:: WORK INSTRUCTIONS ::
Find the string "segment" in the data, then copy every line where it is found.

INPUT MATERIAL section start

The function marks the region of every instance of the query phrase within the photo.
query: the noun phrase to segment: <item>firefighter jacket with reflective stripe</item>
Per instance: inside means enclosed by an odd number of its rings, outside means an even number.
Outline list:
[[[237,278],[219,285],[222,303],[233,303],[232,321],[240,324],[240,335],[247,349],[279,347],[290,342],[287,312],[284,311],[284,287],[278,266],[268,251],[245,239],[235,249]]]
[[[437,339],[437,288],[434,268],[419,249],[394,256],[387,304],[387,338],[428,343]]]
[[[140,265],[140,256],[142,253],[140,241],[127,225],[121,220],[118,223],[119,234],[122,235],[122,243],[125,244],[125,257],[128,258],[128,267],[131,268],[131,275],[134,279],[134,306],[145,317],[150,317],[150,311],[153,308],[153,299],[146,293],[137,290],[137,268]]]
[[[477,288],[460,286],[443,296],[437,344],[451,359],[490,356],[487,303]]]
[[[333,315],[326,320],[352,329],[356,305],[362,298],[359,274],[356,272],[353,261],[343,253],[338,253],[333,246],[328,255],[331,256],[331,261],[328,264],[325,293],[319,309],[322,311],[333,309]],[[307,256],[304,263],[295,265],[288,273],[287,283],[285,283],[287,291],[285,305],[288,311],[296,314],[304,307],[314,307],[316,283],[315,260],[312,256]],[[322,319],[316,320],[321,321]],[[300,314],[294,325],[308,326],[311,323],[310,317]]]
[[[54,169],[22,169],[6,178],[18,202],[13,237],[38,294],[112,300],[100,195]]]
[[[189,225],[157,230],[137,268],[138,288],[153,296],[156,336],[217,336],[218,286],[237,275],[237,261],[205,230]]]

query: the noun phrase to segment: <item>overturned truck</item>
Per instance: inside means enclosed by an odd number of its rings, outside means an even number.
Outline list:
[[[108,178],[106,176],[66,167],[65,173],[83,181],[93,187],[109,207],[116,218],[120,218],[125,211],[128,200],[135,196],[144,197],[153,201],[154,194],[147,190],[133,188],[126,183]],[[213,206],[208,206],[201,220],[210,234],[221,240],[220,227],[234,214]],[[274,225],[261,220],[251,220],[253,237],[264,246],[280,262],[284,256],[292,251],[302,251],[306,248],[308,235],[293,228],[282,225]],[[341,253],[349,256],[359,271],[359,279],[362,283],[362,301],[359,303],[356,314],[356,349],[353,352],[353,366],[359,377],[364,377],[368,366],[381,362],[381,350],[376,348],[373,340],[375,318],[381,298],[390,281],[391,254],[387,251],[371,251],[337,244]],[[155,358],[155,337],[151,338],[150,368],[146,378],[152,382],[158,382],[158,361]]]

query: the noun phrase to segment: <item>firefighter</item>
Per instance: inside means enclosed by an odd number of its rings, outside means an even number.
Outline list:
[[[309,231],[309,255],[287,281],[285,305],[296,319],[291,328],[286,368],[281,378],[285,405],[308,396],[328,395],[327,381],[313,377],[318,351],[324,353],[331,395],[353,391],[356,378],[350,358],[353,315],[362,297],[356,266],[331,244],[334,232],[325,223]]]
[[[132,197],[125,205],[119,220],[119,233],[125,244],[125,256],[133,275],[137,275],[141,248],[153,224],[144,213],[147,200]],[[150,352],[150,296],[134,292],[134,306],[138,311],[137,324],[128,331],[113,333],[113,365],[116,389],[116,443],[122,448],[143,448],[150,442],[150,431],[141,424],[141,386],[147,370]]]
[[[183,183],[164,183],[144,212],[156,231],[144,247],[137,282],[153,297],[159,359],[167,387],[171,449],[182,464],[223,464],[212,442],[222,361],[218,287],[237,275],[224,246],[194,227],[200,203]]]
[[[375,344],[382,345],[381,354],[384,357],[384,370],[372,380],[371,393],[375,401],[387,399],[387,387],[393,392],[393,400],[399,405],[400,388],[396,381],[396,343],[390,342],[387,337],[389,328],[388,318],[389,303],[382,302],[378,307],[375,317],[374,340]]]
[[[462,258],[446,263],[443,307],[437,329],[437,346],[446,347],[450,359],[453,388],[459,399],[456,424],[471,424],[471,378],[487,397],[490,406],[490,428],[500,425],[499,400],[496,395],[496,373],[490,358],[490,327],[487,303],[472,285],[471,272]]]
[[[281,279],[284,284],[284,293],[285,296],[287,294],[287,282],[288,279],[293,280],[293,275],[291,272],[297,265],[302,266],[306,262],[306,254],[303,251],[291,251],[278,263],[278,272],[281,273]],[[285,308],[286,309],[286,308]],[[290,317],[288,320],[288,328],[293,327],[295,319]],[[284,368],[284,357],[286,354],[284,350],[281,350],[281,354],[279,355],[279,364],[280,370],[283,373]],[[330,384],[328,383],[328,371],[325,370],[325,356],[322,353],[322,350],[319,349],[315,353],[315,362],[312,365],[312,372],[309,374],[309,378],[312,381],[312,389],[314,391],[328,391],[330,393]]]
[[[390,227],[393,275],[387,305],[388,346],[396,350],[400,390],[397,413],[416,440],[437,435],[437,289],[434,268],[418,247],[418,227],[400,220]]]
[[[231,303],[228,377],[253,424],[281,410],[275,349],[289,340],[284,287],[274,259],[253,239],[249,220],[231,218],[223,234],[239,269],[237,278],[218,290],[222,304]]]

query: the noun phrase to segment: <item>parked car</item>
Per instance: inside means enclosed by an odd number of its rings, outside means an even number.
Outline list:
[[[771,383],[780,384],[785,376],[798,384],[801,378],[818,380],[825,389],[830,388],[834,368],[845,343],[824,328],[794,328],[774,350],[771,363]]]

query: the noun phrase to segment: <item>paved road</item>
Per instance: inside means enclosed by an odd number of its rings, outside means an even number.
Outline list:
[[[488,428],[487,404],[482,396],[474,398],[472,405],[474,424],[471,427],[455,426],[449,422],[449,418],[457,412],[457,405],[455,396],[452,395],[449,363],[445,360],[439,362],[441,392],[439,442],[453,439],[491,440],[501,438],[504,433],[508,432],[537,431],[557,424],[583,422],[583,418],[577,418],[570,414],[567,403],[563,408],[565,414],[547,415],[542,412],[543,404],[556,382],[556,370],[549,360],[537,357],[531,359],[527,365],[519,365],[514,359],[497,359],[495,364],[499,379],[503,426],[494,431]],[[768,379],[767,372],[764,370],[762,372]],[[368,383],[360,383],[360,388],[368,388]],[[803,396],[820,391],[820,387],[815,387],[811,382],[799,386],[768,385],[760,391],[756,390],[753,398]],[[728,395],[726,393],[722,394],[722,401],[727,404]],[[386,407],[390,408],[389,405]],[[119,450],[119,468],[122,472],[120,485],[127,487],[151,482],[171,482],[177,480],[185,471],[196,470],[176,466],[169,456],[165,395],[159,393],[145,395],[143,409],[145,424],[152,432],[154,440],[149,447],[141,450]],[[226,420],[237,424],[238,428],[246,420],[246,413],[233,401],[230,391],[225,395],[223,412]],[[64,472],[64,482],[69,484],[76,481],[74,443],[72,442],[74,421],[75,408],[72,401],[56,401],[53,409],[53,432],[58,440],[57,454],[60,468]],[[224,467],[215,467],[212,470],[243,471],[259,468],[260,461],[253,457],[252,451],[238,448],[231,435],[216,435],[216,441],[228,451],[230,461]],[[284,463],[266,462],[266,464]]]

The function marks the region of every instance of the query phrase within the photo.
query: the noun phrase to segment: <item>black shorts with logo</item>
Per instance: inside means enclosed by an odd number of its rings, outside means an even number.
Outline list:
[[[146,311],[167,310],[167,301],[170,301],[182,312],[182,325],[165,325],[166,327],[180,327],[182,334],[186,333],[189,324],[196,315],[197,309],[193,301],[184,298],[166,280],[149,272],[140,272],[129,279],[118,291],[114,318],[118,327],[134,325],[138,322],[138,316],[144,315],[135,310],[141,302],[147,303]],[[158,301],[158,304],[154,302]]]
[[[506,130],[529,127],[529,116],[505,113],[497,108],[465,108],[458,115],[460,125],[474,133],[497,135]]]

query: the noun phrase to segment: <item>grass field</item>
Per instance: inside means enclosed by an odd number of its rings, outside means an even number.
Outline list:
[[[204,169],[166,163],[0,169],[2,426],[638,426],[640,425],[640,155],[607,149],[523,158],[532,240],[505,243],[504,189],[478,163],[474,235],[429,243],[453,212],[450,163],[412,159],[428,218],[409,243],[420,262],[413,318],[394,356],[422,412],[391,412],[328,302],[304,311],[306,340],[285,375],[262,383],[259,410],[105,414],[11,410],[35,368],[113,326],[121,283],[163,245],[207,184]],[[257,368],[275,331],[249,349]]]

INPUT MATERIAL section end

:: REPLY TO THE EXERCISE ::
query: the noun phrase to segment: <item>firefighter jacket with reflective stripe</item>
query: the noun phrase to segment: <item>overturned truck</item>
query: the noun phrase to segment: <item>firefighter</item>
query: the noun phrase to segment: <item>parked car</item>
query: the noun phrase to segment: <item>paved road</item>
query: the noun phrase to segment: <item>black shorts with logo</item>
query: the noun phrase to segment: <item>grass field</item>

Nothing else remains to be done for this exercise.